Nothing in the records may be left out or altered; reproduce them all exactly.

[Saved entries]
┌──
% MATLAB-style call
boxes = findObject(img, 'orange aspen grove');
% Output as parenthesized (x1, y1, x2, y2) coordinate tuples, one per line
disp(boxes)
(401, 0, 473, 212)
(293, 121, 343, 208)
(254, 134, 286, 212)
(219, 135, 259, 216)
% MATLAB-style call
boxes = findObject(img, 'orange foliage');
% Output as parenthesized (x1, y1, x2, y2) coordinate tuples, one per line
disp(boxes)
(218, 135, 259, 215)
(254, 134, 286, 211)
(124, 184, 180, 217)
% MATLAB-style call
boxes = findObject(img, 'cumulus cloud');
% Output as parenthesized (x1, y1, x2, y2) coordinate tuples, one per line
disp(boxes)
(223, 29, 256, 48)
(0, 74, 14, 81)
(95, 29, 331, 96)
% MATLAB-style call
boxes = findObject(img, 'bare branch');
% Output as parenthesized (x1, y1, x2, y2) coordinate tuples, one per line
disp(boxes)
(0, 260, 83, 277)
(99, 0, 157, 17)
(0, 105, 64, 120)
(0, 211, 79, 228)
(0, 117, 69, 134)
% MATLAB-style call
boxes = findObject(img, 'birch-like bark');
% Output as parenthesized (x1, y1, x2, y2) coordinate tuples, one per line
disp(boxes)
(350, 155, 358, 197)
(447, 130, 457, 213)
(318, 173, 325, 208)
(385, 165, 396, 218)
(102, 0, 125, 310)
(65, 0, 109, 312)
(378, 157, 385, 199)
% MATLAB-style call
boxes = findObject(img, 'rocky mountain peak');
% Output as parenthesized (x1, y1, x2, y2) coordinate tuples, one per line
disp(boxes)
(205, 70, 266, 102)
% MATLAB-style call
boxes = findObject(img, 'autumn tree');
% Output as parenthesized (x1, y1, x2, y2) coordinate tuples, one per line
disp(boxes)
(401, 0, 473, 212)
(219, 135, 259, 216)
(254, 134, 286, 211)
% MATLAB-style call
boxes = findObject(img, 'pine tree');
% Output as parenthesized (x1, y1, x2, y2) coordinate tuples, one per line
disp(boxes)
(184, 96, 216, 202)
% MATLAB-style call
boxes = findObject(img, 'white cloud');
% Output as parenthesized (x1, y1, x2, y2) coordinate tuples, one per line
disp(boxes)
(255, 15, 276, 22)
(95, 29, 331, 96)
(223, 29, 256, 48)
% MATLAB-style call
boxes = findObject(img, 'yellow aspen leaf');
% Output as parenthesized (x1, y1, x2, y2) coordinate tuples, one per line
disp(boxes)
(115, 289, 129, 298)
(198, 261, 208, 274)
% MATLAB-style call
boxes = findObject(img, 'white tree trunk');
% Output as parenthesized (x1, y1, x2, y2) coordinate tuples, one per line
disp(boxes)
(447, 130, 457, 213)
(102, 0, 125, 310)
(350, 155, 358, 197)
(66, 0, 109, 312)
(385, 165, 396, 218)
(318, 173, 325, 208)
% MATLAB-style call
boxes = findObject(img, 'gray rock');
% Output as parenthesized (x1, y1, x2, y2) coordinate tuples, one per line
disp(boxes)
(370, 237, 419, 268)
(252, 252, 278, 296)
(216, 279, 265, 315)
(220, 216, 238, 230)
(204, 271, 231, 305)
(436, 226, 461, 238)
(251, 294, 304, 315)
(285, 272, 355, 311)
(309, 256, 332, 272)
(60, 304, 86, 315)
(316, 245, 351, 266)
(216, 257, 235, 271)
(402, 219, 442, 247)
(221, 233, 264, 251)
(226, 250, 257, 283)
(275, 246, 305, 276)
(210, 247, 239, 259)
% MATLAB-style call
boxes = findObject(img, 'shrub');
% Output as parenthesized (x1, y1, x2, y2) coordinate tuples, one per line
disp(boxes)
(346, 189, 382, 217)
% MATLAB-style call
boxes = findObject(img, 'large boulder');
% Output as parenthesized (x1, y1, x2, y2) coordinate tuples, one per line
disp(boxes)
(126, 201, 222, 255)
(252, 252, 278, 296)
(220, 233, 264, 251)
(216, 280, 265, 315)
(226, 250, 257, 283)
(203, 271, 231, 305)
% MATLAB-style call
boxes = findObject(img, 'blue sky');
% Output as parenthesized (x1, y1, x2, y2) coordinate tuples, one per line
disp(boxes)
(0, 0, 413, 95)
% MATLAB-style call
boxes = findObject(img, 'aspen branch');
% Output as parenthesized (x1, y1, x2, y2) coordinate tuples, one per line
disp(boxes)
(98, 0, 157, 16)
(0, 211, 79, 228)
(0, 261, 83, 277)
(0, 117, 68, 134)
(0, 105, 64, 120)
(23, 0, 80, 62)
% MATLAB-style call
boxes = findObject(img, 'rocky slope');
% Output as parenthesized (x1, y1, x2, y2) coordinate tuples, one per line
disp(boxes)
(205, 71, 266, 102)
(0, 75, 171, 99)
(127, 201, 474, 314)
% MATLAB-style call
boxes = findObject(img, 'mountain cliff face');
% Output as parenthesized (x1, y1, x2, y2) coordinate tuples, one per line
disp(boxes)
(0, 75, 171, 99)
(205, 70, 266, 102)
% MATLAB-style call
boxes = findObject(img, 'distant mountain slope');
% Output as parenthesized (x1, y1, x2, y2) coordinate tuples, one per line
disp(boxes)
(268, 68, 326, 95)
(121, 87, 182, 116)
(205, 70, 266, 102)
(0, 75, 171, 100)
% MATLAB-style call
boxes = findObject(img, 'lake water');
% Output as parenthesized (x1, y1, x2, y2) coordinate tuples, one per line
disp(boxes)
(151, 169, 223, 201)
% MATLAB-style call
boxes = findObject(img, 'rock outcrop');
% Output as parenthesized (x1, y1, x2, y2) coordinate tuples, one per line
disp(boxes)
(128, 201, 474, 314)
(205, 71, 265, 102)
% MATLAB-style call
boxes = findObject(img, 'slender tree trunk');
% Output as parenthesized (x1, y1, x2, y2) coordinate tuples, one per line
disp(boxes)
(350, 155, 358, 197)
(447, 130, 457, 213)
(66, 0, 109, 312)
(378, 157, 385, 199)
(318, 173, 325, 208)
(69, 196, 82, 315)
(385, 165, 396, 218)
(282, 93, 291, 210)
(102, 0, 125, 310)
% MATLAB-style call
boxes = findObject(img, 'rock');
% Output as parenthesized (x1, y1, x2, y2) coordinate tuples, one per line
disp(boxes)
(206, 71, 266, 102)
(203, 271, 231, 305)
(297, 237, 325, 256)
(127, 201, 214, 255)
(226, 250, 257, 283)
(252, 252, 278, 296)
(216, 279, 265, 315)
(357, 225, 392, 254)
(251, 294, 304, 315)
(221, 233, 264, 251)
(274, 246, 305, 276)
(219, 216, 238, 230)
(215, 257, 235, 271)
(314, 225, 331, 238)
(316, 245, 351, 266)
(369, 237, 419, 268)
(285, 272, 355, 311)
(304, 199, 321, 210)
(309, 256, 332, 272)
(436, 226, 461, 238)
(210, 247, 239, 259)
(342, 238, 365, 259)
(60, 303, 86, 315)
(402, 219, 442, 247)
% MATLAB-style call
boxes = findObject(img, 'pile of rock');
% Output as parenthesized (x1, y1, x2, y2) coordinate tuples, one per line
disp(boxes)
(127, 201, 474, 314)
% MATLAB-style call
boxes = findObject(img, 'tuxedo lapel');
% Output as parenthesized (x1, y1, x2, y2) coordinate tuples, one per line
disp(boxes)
└──
**RESPONSE:**
% MATLAB-style call
boxes = findObject(img, 'orange aspen grove');
% Output as parenthesized (x1, y1, x2, y2) coordinate tuples, one per line
disp(boxes)
(401, 0, 473, 212)
(293, 121, 343, 208)
(254, 134, 286, 212)
(219, 135, 259, 216)
% MATLAB-style call
boxes = findObject(img, 'orange foliage');
% Output as parenthesized (x1, y1, x2, y2) coordinate tuples, one per line
disp(boxes)
(218, 135, 259, 215)
(254, 134, 286, 211)
(124, 184, 180, 217)
% MATLAB-style call
boxes = findObject(img, 'cumulus cloud');
% Output as parenthesized (x1, y1, x2, y2) coordinate tuples, one per line
disp(boxes)
(223, 29, 256, 48)
(0, 74, 14, 81)
(95, 29, 331, 96)
% MATLAB-style call
boxes = findObject(img, 'bare branch');
% Output as parenthesized (x1, y1, x2, y2) coordinate tuples, one per line
disp(boxes)
(0, 260, 83, 277)
(99, 0, 157, 17)
(0, 105, 64, 120)
(0, 211, 79, 228)
(0, 117, 69, 134)
% MATLAB-style call
boxes = findObject(img, 'birch-like bark');
% Output as parenthesized (x1, y1, x2, y2) coordinate tuples, one per line
disp(boxes)
(350, 155, 358, 197)
(447, 130, 457, 213)
(318, 173, 325, 208)
(385, 165, 396, 218)
(102, 0, 125, 310)
(65, 0, 109, 312)
(378, 157, 385, 199)
% MATLAB-style call
boxes = findObject(img, 'rocky mountain peak');
% Output as parenthesized (x1, y1, x2, y2) coordinate tuples, one per line
disp(boxes)
(205, 70, 266, 102)
% MATLAB-style call
boxes = findObject(img, 'autumn tree');
% Output as parenthesized (x1, y1, x2, y2) coordinate tuples, one per line
disp(boxes)
(401, 0, 473, 212)
(219, 135, 259, 216)
(254, 134, 286, 211)
% MATLAB-style call
boxes = findObject(img, 'pine tree');
% Output as parenthesized (x1, y1, x2, y2) coordinate tuples, one per line
disp(boxes)
(184, 96, 216, 202)
% MATLAB-style call
boxes = findObject(img, 'white cloud');
% Output as parenthesized (x1, y1, x2, y2) coordinate tuples, one per line
disp(boxes)
(255, 15, 276, 22)
(95, 29, 331, 96)
(223, 29, 256, 48)
% MATLAB-style call
boxes = findObject(img, 'yellow aspen leaf');
% Output as parenthesized (x1, y1, x2, y2) coordinate tuples, one per line
disp(boxes)
(115, 289, 129, 298)
(198, 261, 208, 274)
% MATLAB-style call
boxes = findObject(img, 'white tree trunk');
% Output as parenthesized (x1, y1, x2, y2) coordinate tuples, one per line
disp(boxes)
(447, 130, 457, 213)
(102, 0, 125, 310)
(350, 155, 358, 197)
(66, 0, 109, 312)
(385, 165, 396, 218)
(318, 173, 325, 208)
% MATLAB-style call
boxes = findObject(img, 'gray rock');
% Output as parenthesized (x1, y1, x2, y2) coordinate tuples, one per line
disp(boxes)
(370, 237, 419, 268)
(252, 252, 278, 296)
(216, 279, 265, 315)
(220, 216, 238, 230)
(204, 271, 231, 305)
(436, 226, 461, 238)
(251, 294, 304, 315)
(285, 272, 355, 311)
(309, 256, 332, 272)
(60, 304, 86, 315)
(316, 245, 351, 266)
(216, 257, 235, 271)
(402, 219, 442, 247)
(221, 233, 264, 251)
(226, 250, 257, 283)
(275, 246, 305, 276)
(210, 247, 239, 259)
% MATLAB-style call
boxes = findObject(img, 'shrub');
% Output as parenthesized (x1, y1, x2, y2) coordinate tuples, one per line
disp(boxes)
(346, 189, 382, 217)
% MATLAB-style call
boxes = findObject(img, 'large boulder');
% Output as parenthesized (x1, y1, x2, y2) coordinate tuples, one per line
disp(boxes)
(126, 201, 222, 255)
(252, 252, 278, 296)
(220, 233, 264, 251)
(216, 280, 265, 315)
(226, 250, 257, 283)
(203, 271, 231, 305)
% MATLAB-style call
boxes = findObject(img, 'blue sky');
% Output as parenthesized (x1, y1, x2, y2) coordinate tuples, one per line
disp(boxes)
(0, 0, 413, 95)
% MATLAB-style call
boxes = findObject(img, 'aspen branch');
% Output as parenthesized (x1, y1, x2, y2) coordinate tuples, one per line
disp(boxes)
(98, 0, 157, 16)
(0, 211, 79, 228)
(0, 261, 83, 277)
(0, 117, 68, 134)
(0, 105, 64, 120)
(23, 0, 80, 62)
% MATLAB-style call
boxes = findObject(img, 'rocky slope');
% Output as parenthesized (x1, y1, x2, y2) coordinate tuples, one per line
disp(boxes)
(205, 71, 266, 102)
(0, 75, 171, 99)
(127, 201, 474, 314)
% MATLAB-style call
boxes = findObject(img, 'mountain cliff face');
% Output as parenthesized (x1, y1, x2, y2) coordinate tuples, one per line
disp(boxes)
(0, 75, 171, 99)
(205, 70, 266, 102)
% MATLAB-style call
boxes = findObject(img, 'distant mountain slope');
% Output as parenthesized (x1, y1, x2, y2) coordinate tuples, one per line
disp(boxes)
(268, 68, 326, 95)
(121, 87, 182, 116)
(205, 70, 266, 102)
(0, 75, 171, 100)
% MATLAB-style call
boxes = findObject(img, 'lake water');
% Output as parenthesized (x1, y1, x2, y2) coordinate tuples, one per line
disp(boxes)
(151, 169, 223, 201)
% MATLAB-style call
boxes = findObject(img, 'rock outcrop');
% Output as parenthesized (x1, y1, x2, y2) coordinate tuples, one per line
disp(boxes)
(128, 201, 474, 314)
(205, 71, 265, 102)
% MATLAB-style call
boxes = findObject(img, 'slender tree trunk');
% Output as parenthesized (x1, y1, x2, y2) coordinate tuples, one per line
disp(boxes)
(350, 155, 358, 197)
(447, 130, 457, 213)
(66, 0, 109, 312)
(378, 157, 385, 199)
(318, 173, 325, 208)
(69, 196, 82, 315)
(385, 165, 396, 218)
(282, 93, 291, 210)
(102, 0, 125, 310)
% MATLAB-style call
boxes = findObject(img, 'rock');
% Output as parenthesized (x1, y1, x2, y2) coordinate tuples, one per line
disp(boxes)
(206, 71, 266, 102)
(203, 271, 231, 305)
(297, 237, 325, 256)
(127, 201, 214, 255)
(226, 250, 257, 283)
(252, 252, 278, 296)
(216, 279, 265, 315)
(357, 225, 392, 254)
(251, 294, 304, 315)
(221, 233, 264, 251)
(274, 246, 305, 276)
(219, 216, 238, 230)
(215, 257, 235, 271)
(314, 225, 331, 238)
(316, 245, 351, 266)
(369, 237, 419, 268)
(285, 272, 355, 311)
(304, 199, 321, 210)
(309, 256, 332, 272)
(436, 226, 461, 238)
(210, 247, 239, 259)
(342, 238, 365, 259)
(60, 303, 86, 315)
(402, 219, 442, 247)
% MATLAB-style call
boxes = findObject(img, 'pile of rock');
% Output as parenthesized (x1, y1, x2, y2) coordinate tuples, one per line
disp(boxes)
(127, 201, 474, 314)
% MATLAB-style call
boxes = findObject(img, 'tuxedo lapel');
% Output as parenthesized (x1, y1, x2, y2) coordinate tuples, one per line
disp(boxes)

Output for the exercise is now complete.